Set down the data that follows again, exactly as written.

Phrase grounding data
-- -- --

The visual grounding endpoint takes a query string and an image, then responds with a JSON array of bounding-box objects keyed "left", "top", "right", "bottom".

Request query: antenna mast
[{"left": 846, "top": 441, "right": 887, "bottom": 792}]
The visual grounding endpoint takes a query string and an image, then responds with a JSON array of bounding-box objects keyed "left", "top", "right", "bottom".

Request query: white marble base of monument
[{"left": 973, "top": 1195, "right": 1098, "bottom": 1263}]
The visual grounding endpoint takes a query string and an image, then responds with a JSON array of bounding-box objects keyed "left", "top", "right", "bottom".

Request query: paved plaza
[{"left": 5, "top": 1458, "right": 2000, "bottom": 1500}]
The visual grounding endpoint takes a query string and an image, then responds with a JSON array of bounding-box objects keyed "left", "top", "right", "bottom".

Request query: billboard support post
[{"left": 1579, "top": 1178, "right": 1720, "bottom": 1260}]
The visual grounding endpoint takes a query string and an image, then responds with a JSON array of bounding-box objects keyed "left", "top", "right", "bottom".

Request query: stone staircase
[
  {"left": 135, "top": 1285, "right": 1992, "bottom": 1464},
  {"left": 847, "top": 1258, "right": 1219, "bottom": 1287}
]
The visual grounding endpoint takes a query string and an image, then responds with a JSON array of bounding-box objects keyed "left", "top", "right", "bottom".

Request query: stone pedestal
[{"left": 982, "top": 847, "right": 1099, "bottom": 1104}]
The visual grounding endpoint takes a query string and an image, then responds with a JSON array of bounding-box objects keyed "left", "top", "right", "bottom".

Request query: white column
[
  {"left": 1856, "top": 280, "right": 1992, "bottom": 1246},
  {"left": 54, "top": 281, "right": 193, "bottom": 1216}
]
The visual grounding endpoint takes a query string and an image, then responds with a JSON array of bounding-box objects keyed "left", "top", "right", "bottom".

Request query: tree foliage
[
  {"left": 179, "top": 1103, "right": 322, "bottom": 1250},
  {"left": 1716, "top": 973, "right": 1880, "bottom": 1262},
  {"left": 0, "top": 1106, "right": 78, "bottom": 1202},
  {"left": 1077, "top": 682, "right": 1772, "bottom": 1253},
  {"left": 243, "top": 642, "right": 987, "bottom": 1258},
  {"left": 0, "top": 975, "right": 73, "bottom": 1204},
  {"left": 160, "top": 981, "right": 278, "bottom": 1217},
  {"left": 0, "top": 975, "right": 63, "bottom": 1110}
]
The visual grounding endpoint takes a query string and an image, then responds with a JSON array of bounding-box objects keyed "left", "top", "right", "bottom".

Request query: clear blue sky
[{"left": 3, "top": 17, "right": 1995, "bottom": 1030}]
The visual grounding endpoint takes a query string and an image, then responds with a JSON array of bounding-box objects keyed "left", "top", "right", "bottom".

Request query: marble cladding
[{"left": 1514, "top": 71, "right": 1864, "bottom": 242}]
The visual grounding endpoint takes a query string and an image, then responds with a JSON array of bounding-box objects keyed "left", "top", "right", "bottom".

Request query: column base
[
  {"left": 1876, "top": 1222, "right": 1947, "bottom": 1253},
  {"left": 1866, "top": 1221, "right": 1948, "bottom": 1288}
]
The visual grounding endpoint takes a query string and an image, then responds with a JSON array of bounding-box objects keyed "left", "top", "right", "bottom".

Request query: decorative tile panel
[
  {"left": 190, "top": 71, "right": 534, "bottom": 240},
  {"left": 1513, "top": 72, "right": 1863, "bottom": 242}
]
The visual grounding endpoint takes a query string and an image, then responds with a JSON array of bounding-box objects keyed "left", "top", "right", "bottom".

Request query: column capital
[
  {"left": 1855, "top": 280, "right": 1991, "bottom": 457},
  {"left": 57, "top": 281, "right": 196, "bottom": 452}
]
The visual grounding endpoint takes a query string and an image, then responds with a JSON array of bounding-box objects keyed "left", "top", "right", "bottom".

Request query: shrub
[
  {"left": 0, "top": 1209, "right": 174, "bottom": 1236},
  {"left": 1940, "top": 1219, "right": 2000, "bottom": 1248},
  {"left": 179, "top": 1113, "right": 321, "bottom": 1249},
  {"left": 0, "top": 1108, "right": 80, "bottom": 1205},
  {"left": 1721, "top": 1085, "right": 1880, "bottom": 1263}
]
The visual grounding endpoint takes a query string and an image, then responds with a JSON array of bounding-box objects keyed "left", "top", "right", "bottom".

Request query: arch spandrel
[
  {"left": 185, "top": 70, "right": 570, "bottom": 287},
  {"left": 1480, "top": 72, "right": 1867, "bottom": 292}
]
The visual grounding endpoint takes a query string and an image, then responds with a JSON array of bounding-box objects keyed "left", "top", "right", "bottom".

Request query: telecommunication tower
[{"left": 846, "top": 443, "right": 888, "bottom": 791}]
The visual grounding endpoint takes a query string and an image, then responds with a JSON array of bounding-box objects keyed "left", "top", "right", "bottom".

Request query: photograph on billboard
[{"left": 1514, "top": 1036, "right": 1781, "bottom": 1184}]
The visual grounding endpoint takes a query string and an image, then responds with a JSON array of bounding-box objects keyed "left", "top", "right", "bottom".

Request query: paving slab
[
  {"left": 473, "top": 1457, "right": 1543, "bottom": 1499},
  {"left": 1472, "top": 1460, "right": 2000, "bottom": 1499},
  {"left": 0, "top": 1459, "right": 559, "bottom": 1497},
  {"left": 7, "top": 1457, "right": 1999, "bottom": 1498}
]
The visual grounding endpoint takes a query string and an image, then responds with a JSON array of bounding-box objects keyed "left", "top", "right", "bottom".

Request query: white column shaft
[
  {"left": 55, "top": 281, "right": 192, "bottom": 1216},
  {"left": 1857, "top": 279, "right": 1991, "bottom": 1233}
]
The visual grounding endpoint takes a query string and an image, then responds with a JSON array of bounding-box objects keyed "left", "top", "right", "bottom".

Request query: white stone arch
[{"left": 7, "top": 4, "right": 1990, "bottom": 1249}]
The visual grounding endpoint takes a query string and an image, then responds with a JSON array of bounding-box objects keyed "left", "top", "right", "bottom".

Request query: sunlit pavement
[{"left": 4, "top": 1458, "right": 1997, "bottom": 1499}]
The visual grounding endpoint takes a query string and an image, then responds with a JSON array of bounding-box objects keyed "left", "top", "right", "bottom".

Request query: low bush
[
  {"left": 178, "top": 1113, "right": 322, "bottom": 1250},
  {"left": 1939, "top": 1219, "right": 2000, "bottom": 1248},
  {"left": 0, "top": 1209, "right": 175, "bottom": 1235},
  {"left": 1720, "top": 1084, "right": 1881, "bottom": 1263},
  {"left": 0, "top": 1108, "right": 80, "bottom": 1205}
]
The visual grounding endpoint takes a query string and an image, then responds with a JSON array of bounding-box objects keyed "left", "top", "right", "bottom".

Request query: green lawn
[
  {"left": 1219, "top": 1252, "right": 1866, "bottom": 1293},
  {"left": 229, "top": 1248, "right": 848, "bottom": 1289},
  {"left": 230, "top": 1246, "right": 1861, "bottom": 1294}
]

-- -- --

Task answer
The visual grounding endpoint takes a query string and an image, then responds with a JSON array of bounding-box objects keyed "left", "top", "right", "bottom".

Request query: antenna mast
[{"left": 846, "top": 441, "right": 887, "bottom": 792}]
The visual grounding endpoint takes a query string and an image, then responds with a JSON array of bounding-box objects keyed "left", "top", "right", "bottom".

Request query: white marble base of monument
[{"left": 973, "top": 1195, "right": 1098, "bottom": 1263}]
The visual grounding endpoint takes a query string and an image, then responds with a JSON array of bounding-box objects keyed "left", "top", "right", "bottom".

Request query: paved plaza
[{"left": 5, "top": 1458, "right": 2000, "bottom": 1500}]
The visual grounding endpoint takes a query string and an image, then responds with a JSON array of bounding-box objects keyed "left", "top", "right", "bottom".

Request query: billboard support post
[{"left": 1579, "top": 1178, "right": 1720, "bottom": 1260}]
The visual grounding endpoint takes a query string and an image, then responds with a JSON array of bounding-box objects keyed "left", "top", "right", "bottom".

Request query: stone staircase
[
  {"left": 135, "top": 1285, "right": 1992, "bottom": 1464},
  {"left": 847, "top": 1258, "right": 1219, "bottom": 1287}
]
The visual grounding endpoint takes a query string and an image, then responds with a JSON array of bounding-box objects keyed "left", "top", "right", "bottom".

Request query: stone pedestal
[{"left": 982, "top": 847, "right": 1099, "bottom": 1104}]
The visual grounding endpoint takes a query string and an image, then responds with a JSON array of bounding-box objects keyed "left", "top", "right", "bottom".

Request query: white column
[
  {"left": 1856, "top": 280, "right": 1992, "bottom": 1246},
  {"left": 54, "top": 281, "right": 193, "bottom": 1216}
]
The visual grounding endpoint takes a query string and an image, then responds with a JSON array of bounding-box objects keyed "left", "top", "right", "bottom".

Request query: tree foliage
[
  {"left": 179, "top": 1103, "right": 322, "bottom": 1250},
  {"left": 1716, "top": 973, "right": 1880, "bottom": 1262},
  {"left": 0, "top": 1106, "right": 78, "bottom": 1202},
  {"left": 1077, "top": 682, "right": 1772, "bottom": 1253},
  {"left": 243, "top": 642, "right": 987, "bottom": 1258},
  {"left": 0, "top": 975, "right": 73, "bottom": 1204},
  {"left": 160, "top": 981, "right": 278, "bottom": 1217},
  {"left": 0, "top": 975, "right": 63, "bottom": 1110}
]
The visual grounding endpoint takes a query string and an image, then responds with a JSON array of bounding-box objects keyed "left", "top", "right", "bottom".

Request query: clear blue sky
[{"left": 3, "top": 17, "right": 1995, "bottom": 1030}]
The visual grounding endpoint takes a query string and an image, then responds with a JSON array of bounding-box objects keyed "left", "top", "right", "bottom".

Request query: marble cladding
[{"left": 1514, "top": 71, "right": 1864, "bottom": 242}]
The visual grounding endpoint takes a query string and an image, then responds with a JSON array of bounding-box objects keyed "left", "top", "right", "bottom".

Request query: column base
[
  {"left": 1876, "top": 1222, "right": 1947, "bottom": 1253},
  {"left": 1866, "top": 1221, "right": 1948, "bottom": 1288}
]
The visual grounding endpoint takes a query string and an image, then responds with a JSON array of bounding-box objects keyed "left", "top", "right", "bottom".

Request query: decorative tile panel
[
  {"left": 190, "top": 71, "right": 534, "bottom": 240},
  {"left": 1513, "top": 72, "right": 1863, "bottom": 242}
]
The visual grounding endpoint takes a query string and an image, then responds with a JSON array of bounding-box objects keyed "left", "top", "right", "bottom".

Request query: column capital
[
  {"left": 1855, "top": 280, "right": 1991, "bottom": 457},
  {"left": 57, "top": 281, "right": 196, "bottom": 452}
]
The visual grounding endpoint takes a query string and an image, then responds with a JSON array of bounding-box objects keyed "left", "top", "right", "bottom".

Request query: shrub
[
  {"left": 0, "top": 1209, "right": 174, "bottom": 1236},
  {"left": 1940, "top": 1219, "right": 2000, "bottom": 1248},
  {"left": 179, "top": 1113, "right": 321, "bottom": 1249},
  {"left": 0, "top": 1108, "right": 80, "bottom": 1205},
  {"left": 1721, "top": 1085, "right": 1880, "bottom": 1263}
]
The visual grounding endpoint takes a query string and an image, then responds with a JSON array of bounding-box objects keyed "left", "top", "right", "bottom".

Request query: arch spandrel
[
  {"left": 185, "top": 70, "right": 570, "bottom": 287},
  {"left": 1480, "top": 72, "right": 1867, "bottom": 292}
]
The visual grounding endpoint takes a query string and an image, then responds with a JSON array of bounding-box objects keyed "left", "top", "right", "bottom".

Request query: telecommunication tower
[{"left": 846, "top": 443, "right": 888, "bottom": 791}]
The visual grounding endpoint takes a query string and an image, then responds with a JSON array of bounding-box objects keyed "left", "top", "right", "bottom".

Request query: photograph on billboard
[{"left": 1514, "top": 1036, "right": 1781, "bottom": 1184}]
The visual grounding endpoint takes a query string and an image, then responds with a JSON array of bounding-box objects keyed "left", "top", "right", "bottom".

Request query: paving slab
[
  {"left": 473, "top": 1457, "right": 1543, "bottom": 1499},
  {"left": 1472, "top": 1460, "right": 2000, "bottom": 1499},
  {"left": 0, "top": 1459, "right": 559, "bottom": 1497},
  {"left": 7, "top": 1457, "right": 1999, "bottom": 1498}
]
The visual grounding endpoint takes a query string and an image, then responds with a JSON array of bounding-box objects keyed "left", "top", "right", "bottom".

Request query: white column shaft
[
  {"left": 55, "top": 281, "right": 192, "bottom": 1216},
  {"left": 1857, "top": 279, "right": 1991, "bottom": 1233}
]
The visual grounding endpoint takes a query string and an image, then responds with a JSON array of bounding-box objects keyed "left", "top", "right", "bottom".

Request query: white stone arch
[{"left": 7, "top": 4, "right": 1990, "bottom": 1249}]
The visual grounding endpoint takes a query string and an image, then responds with a JSON array of bounding-box objects keyed "left", "top", "right", "bottom".

Request query: sunlit pavement
[{"left": 4, "top": 1458, "right": 1997, "bottom": 1499}]
The visual grounding endpoint takes a query string and an image, then responds with a JSON array of bounding-box objects keyed "left", "top", "right", "bottom".

Request query: low bush
[
  {"left": 178, "top": 1113, "right": 322, "bottom": 1250},
  {"left": 1939, "top": 1219, "right": 2000, "bottom": 1248},
  {"left": 0, "top": 1209, "right": 175, "bottom": 1235},
  {"left": 1720, "top": 1084, "right": 1881, "bottom": 1263},
  {"left": 0, "top": 1108, "right": 80, "bottom": 1205}
]
The visual grounding endpoint takes a query string and an image, then responds with a JSON array of bounding-box objects keyed "left", "top", "right", "bottom".

Request query: green lawn
[
  {"left": 1219, "top": 1252, "right": 1866, "bottom": 1293},
  {"left": 229, "top": 1248, "right": 848, "bottom": 1289},
  {"left": 230, "top": 1246, "right": 1861, "bottom": 1294}
]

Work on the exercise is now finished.